* PROBLEM DETAILS: Write out all of the entries exactly as given.

Data records:
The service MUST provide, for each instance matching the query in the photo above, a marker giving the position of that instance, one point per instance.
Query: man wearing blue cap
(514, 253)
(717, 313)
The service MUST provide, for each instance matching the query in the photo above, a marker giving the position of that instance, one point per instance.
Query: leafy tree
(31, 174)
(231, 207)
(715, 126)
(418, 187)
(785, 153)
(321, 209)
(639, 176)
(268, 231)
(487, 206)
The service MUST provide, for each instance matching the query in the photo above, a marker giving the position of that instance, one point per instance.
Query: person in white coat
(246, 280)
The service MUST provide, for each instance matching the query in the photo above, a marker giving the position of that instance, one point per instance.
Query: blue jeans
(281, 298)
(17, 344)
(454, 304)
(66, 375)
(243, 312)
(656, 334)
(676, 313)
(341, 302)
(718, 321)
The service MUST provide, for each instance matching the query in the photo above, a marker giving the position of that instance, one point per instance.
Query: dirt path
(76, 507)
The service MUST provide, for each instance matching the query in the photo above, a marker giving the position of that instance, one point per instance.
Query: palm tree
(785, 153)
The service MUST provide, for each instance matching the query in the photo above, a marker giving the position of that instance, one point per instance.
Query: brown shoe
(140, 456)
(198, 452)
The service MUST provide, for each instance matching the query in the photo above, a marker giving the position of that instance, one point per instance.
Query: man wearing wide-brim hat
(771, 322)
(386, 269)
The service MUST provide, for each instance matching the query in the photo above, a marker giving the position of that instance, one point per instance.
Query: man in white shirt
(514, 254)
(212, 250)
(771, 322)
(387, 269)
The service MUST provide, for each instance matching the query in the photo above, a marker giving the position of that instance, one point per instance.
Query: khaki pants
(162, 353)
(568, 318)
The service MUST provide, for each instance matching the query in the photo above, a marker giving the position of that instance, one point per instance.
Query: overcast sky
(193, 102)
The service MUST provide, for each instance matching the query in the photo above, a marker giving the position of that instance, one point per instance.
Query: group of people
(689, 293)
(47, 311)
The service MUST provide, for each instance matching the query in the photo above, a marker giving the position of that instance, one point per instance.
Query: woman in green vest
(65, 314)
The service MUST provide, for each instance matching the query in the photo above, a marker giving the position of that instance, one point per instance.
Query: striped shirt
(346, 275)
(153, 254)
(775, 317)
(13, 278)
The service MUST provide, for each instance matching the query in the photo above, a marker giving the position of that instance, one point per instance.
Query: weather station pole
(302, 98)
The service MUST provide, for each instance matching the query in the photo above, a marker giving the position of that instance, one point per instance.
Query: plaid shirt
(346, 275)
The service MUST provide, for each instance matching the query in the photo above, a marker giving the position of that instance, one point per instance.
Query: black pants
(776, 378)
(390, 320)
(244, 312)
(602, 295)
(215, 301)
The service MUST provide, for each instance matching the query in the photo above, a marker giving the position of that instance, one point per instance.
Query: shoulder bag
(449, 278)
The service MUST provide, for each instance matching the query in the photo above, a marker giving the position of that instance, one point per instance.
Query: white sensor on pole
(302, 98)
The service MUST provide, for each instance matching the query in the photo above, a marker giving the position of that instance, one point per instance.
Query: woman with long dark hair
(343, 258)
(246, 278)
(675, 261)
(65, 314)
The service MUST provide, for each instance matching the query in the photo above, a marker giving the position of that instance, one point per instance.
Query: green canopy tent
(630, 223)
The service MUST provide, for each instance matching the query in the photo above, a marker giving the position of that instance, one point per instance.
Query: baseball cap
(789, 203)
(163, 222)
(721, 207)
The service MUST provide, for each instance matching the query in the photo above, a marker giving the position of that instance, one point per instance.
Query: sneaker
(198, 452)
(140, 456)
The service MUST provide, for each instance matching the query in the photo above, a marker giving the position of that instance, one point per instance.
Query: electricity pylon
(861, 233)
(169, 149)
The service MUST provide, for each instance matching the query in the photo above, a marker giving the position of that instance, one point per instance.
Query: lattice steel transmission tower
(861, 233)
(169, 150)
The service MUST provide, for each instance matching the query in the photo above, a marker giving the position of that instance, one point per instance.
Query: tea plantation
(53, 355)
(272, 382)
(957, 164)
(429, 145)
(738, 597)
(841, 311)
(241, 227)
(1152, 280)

* EXERCISE RESULT:
The service MUST provide, for each instance matching the query in the photo above, a marker giving the position of that instance, one point per instance.
Query: man wearing blue cap
(514, 253)
(717, 313)
The service MUST provide, for each instance matching the query in the photo above, a marker giving the position of that instance, one point per instance.
Query: leafy tree
(31, 174)
(231, 207)
(715, 126)
(418, 187)
(785, 153)
(321, 209)
(639, 176)
(268, 231)
(487, 206)
The service MUST provide, for each instance matching the query in the photo above, a marker giving the position of that instance, one point per instance.
Query: person in white coat
(246, 280)
The service MUST provide, for each instance matching the query in the photo above, a marker giving the position of that instance, one point per instance.
Query: blue jeans
(281, 298)
(17, 344)
(454, 304)
(66, 375)
(243, 312)
(656, 334)
(676, 313)
(341, 302)
(718, 321)
The service MUST provide, for each instance matching the query in the photo above, a marker giving the position of that instance, one point per instance.
Query: dirt path
(76, 507)
The service MUST provide, for each instance matching the query in the photo above, a marker giving the position of that instance, one point per instance.
Query: palm tree
(785, 153)
The service MUST provide, for each instance matching the query in the photo above, a marker giving the position of that instance, one point per instance.
Query: brown shoe
(140, 456)
(198, 452)
The service MUST provide, for each instance matching the query in the photo above, a marker giving the position of that instance, one point per instance.
Query: man wearing wide-brim hat
(771, 322)
(386, 269)
The service MUST provide, for each instance matching the query in the photo above, a marker giving the position of that instance, one point per instance.
Query: man in white shirt
(514, 254)
(212, 250)
(771, 322)
(387, 269)
The service MUST provide, for each instance matching the query in the photo above, a marker giving the position of that instance, one point per instance.
Query: khaki pants
(162, 353)
(568, 318)
The service MUST provide, for each instance matching the query in the photo above, a marker giving the position of that instance, one point per instance.
Query: overcast sky
(193, 102)
The service MUST provide, for each instance matching the query in the photo above, a marker giving the position of that instance, one point per instance.
Query: group of people
(689, 293)
(47, 311)
The service MUST provide, for each instance matching the query in the photo above, a marker giving the position of that instance, one point per instance.
Query: woman in green vest
(65, 314)
The service MUST provide, for each instance matching the query in the photo above, a marker giving the position of that instance, one point per instance.
Query: striped shirt
(346, 275)
(153, 254)
(775, 317)
(13, 278)
The service MUST provide, for each instance matching the query in the photo above, a marker giving the position of that instance, one point per instance.
Query: weather station pole
(302, 98)
The service MUST provide, for each instance matching the query in the photo above, a marker giving the position of that instance, one point per instance.
Query: plaid shirt
(346, 275)
The service MUST provide, for each instance matching the query in the photo above, a marker giving the position of that instance, one point per instance.
Query: black pants
(776, 378)
(390, 320)
(244, 312)
(602, 295)
(215, 301)
The service MUST provide, for each instance matching the query in the photo above, a marker giving the position of that instance, one point per instance.
Query: shoulder bag
(449, 278)
The service MUST provide, for each instance matching the query in the photo above, a marker giving the position of that instance, one point per instance.
Query: white sensor on pole
(302, 98)
The service MUST provide, for each instance matching the query in the photo above, a marker giving the position of that instance, one point per instance.
Query: woman with long dark hair
(343, 258)
(246, 278)
(675, 261)
(65, 314)
The service MUST provide, for each instance matching the query in the photo above, a marker giving the position of that instance, one point per instance.
Query: green canopy tent
(630, 223)
The service MUST provide, for each instance matching the query in the photo above, a marker giving the position of that instance, one point per instance.
Query: baseball cap
(789, 203)
(163, 222)
(721, 207)
The service MUST provide, for each instance matching the query in the photo above, a marker giving the position of that instance, one point per instance.
Query: sneaker
(198, 452)
(140, 456)
The service MUST provide, for each instance matching the query in the photo above, a marker giving the position of that instance, one point per instance.
Query: electricity pylon
(861, 233)
(169, 149)
The service MUST provide, for each instance matching the query in the photo above, a marker giving the position of that instance, one point per instance.
Query: lattice steel transmission tower
(861, 233)
(169, 150)
The service MUST provide, for each instance matching the query in the photo above, a marker giving the position of that instance, one point per instance.
Query: tea plantation
(53, 355)
(272, 382)
(957, 164)
(429, 145)
(738, 597)
(841, 311)
(241, 227)
(1152, 280)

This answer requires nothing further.